§ **Consigne**:
Recopiez à l'identique le passage du document source qui s'ouvre sur les mots « (02.03.2014, 09:33)Elendil a » et se clôt sur « les rois d'Irlande. ».

§ **Document source**:
#####

Rollant est proz e Oliver est sage.
Ambedui unt merveillus vasselage :
Puis que il sunt as chevals e as armes,
Ja pur murir n’eschiverunt bataille.
La Chanson de Roland
Répondre
#6
J'ai parlé des palantiri, non des Silmarils ^^

Effectivement, l'Elendilmir a des traits communs, notamment ceux de la guérison et du pouvoir. Mais la comparaison s'arrête là, car il s'agit d'un joyau, non d'une pierre au sommet d'une colline, et le deuxième Elendilmir ne vient pas de la mer. Le premier oui, mais Aragorn ne le porte pas au moment de la guérison, et il conserve donc pour lui-mêmes sa nature thaumaturge.

(02.03.2014, 09:33)Elendil a écrit : De même, je ne suis pas convaincu par l'affaire de la pierre tombale d'Elendil, qui est plus un marqueur géographique qu'un symbole royal.

Laisse-moi insister. Chaque souverain du Gondor s'y rendait avec son héritier, d'où le terme de "tradition" d'Isildur; et il pouvait y venir "en temps de danger ou de détresse, lorsqu'il éprouverait le besoin d'une sage inspiration" (UT3,2,4). La tombe a donc un usage royal qui dépasse de loin la Pierre d'Erech, et égale celui de la pierre de Fal, qui a couronné tous les rois d'Irlande.
De plus, la colline de l'Eilenaer est sacrée, comme la colline de Tara, alors que celle d'Erech est simplement crainte ("et la terreur des Morts sans Sommeil reste autour de la Colline d'Erech" SdA V 2). Cependant les deux collines d'Erech et d'Eilenaer sont bien liées, dans l'idée, à celle de Tara, centre mythologique du pouvoir et lieu des rites royaux, mais pas du pouvoir effectif.

Par l'épisode des Parjures, la Pierre d'Erech permet de montrer qu'Aragorn est un roi légitime. Mais il en est de même pour la tombe d'Elendil vis-à-vis de tous les souverains du Gondor, puisque son emplacement est tenu secret, et le fait de s'y rendre constituait donc en soi une preuve de légitimité. L'on pourrait objecter que ce n'est qu'une tradition écrite, sans conséquence sur le réel, mais il en est de même de la maîtrise des palantiri: les lieutenants du roi n'avaient naturellement aucun pouvoir sur les pierres, et ce n'est que la décision, peut-être écrite, du souverain, qui permettait de légitimer leur emploi et de leur permettre la maîtrise de la pierre. Le droit permet donc le pouvoir effectif. Consignée sur papier ou a fortiori transmise par le roi lui-même, la Tradition d'Isildur a donc un pouvoir de légitimation du souverain. Par elle, l'héritier obtient d'Elendil lui-même le pouvoir de gouverner le Gondor.
Or, la Pierre d'Erech n'est pas au centre d'une telle préoccupation.

#####

§ **Données extraites**:
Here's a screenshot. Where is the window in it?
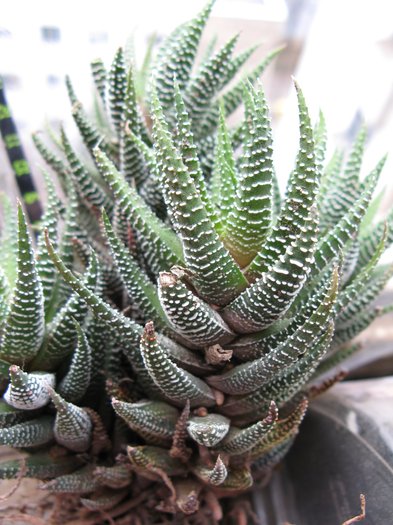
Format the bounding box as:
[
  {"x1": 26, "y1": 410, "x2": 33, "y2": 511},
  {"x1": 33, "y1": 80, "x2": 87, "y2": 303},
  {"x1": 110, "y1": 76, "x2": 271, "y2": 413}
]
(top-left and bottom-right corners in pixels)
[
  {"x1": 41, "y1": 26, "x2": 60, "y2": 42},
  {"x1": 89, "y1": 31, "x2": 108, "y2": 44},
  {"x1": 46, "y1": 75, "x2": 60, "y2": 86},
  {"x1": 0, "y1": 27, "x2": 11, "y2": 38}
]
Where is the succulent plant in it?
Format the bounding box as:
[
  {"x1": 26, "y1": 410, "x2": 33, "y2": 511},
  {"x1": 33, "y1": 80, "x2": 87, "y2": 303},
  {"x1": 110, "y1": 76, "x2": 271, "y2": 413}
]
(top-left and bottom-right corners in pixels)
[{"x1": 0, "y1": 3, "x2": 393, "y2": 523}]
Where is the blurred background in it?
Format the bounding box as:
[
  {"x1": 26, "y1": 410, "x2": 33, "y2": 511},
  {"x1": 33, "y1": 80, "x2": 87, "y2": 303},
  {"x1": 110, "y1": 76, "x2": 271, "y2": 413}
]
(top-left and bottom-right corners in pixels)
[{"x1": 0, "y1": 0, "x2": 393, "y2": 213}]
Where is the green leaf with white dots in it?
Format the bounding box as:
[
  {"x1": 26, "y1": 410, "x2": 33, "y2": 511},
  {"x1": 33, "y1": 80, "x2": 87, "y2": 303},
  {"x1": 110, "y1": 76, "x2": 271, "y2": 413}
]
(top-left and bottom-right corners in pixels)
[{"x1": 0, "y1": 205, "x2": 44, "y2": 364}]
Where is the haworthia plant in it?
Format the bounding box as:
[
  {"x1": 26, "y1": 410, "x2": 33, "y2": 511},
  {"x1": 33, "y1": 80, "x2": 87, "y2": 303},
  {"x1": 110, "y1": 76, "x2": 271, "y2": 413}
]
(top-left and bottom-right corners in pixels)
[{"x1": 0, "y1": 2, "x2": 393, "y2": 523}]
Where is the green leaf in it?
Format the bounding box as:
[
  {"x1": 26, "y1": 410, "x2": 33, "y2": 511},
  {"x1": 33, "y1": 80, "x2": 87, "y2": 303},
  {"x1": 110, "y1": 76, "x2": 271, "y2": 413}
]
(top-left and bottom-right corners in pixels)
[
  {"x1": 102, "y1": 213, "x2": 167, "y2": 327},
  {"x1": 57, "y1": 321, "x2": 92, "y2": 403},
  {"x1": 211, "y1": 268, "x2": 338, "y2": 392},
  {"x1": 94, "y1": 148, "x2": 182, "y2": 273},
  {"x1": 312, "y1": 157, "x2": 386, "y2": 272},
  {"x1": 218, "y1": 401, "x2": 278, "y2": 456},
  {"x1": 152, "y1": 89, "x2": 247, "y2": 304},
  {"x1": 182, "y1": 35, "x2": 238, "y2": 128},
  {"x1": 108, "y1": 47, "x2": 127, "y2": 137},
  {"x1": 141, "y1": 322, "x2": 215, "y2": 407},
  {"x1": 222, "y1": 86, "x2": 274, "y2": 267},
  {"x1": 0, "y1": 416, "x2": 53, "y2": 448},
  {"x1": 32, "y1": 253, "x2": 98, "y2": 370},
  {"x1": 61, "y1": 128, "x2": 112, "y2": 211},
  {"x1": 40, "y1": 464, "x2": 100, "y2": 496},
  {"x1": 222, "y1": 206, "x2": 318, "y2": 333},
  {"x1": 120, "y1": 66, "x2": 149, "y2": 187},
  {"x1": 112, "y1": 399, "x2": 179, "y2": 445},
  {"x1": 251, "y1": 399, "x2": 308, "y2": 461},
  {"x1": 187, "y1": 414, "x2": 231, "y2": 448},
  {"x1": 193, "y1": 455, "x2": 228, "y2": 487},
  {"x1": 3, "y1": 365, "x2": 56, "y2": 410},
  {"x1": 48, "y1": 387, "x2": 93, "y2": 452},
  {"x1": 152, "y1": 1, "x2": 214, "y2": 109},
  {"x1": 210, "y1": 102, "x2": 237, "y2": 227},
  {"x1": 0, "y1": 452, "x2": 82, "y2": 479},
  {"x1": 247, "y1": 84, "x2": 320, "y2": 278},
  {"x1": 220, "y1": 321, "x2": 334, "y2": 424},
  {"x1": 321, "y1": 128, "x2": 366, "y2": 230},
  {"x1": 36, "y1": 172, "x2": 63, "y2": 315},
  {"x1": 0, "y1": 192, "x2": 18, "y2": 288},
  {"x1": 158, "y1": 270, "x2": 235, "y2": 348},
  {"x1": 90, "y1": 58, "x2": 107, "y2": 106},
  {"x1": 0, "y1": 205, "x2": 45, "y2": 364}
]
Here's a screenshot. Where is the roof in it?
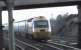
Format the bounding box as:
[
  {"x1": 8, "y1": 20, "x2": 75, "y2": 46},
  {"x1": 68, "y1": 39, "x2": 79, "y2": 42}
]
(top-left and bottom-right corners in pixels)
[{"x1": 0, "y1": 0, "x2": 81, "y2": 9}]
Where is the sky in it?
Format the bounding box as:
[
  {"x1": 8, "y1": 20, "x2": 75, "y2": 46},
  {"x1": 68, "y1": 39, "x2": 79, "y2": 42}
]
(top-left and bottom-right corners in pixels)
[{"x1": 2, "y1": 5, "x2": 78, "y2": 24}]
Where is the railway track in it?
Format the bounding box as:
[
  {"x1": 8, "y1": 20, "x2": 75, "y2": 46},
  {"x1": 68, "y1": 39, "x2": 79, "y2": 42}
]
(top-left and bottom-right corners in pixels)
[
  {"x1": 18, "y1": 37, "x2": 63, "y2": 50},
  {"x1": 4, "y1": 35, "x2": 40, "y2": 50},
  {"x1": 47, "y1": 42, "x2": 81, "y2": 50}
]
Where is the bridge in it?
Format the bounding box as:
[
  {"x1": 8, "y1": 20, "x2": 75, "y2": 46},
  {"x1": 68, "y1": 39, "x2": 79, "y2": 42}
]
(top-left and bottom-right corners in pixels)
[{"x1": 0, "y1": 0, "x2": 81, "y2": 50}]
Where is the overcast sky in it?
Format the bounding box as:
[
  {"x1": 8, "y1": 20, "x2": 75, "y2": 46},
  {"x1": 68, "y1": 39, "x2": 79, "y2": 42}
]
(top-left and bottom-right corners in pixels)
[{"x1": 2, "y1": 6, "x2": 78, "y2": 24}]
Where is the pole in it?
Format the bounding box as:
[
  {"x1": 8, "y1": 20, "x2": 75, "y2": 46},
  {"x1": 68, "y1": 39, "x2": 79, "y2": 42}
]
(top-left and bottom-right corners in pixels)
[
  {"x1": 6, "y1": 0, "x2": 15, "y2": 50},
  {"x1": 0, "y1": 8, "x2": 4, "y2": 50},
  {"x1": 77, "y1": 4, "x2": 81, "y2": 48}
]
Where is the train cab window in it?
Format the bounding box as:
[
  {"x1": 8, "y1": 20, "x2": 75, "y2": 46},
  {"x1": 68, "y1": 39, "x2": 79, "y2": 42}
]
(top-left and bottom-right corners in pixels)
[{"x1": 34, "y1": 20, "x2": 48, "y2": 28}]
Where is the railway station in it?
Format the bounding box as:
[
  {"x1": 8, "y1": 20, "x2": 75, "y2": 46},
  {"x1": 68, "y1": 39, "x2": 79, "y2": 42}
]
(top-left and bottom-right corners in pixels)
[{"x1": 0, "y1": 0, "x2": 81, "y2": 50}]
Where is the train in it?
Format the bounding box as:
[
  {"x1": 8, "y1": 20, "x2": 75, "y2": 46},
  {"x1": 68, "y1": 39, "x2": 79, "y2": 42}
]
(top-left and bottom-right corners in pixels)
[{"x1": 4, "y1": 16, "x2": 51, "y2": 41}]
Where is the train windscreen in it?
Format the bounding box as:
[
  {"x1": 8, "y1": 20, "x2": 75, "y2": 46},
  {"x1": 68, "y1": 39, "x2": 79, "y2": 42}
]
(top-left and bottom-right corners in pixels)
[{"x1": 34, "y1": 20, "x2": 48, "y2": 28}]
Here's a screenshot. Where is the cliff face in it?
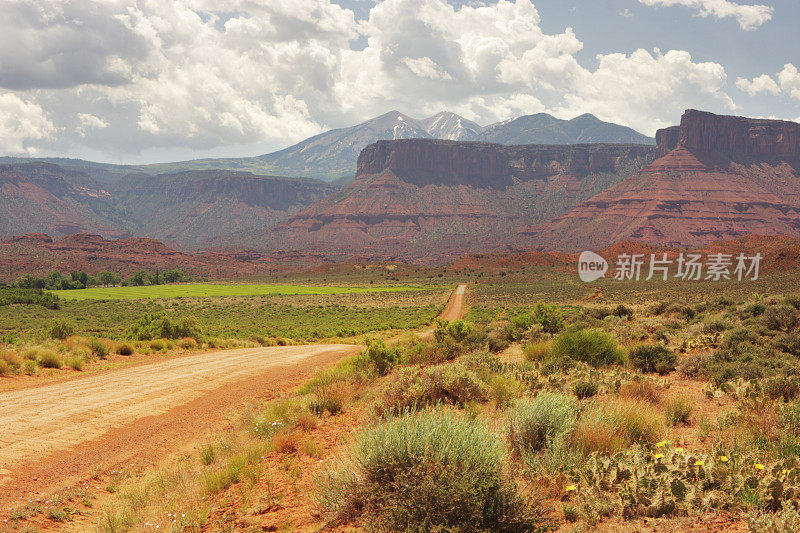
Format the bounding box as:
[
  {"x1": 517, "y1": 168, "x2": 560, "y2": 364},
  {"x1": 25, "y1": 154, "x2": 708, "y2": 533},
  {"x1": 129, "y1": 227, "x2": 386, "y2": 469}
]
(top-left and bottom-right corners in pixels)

#####

§ **Réponse rédigée**:
(02.03.2014, 09:33)Elendil a écrit : De même, je ne suis pas convaincu par l'affaire de la pierre tombale d'Elendil, qui est plus un marqueur géographique qu'un symbole royal.

Laisse-moi insister. Chaque souverain du Gondor s'y rendait avec son héritier, d'où le terme de "tradition" d'Isildur; et il pouvait y venir "en temps de danger ou de détresse, lorsqu'il éprouverait le besoin d'une sage inspiration" (UT3,2,4). La tombe a donc un usage royal qui dépasse de loin la Pierre d'Erech, et égale celui de la pierre de Fal, qui a couronné tous les rois d'Irlande.